> _DATA SHOWN_
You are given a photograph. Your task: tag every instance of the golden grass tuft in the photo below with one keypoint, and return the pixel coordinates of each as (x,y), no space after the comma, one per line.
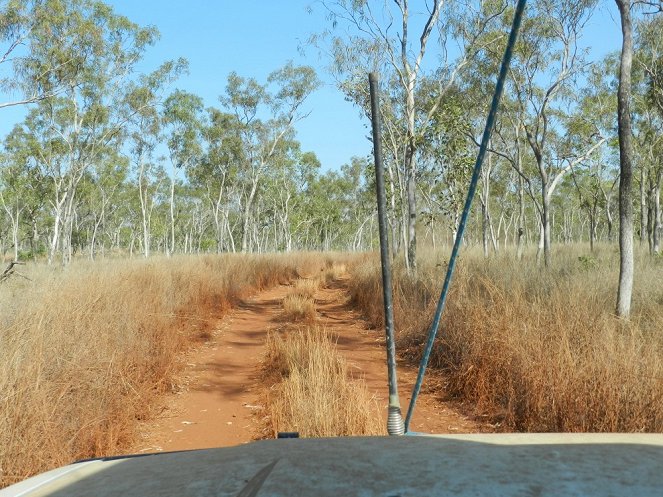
(306,288)
(298,308)
(314,394)
(85,352)
(536,349)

> _TASK DIRECTIONS_
Reproduce the records above word for word, omitting the pictures.

> _RESULT FOR THIS TASK_
You are given a photograph. Your task: tag every instance of the golden grass tuft in the photo below with one keypoint, and return the pixel coordinates of each as (x,y), no space after the comma, one per line.
(306,288)
(298,308)
(314,394)
(85,352)
(536,349)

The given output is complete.